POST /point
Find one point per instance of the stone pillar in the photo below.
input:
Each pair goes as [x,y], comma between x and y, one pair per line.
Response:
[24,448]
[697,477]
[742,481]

● TASK ITEM
Exactly as they stand above, retype all of the records.

● EXERCISE OUTPUT
POST /point
Find one point per instance of the stone pillar in the photo below.
input:
Each pair goes as [x,y], comma between x and y, one pair per line.
Response:
[24,448]
[697,477]
[742,481]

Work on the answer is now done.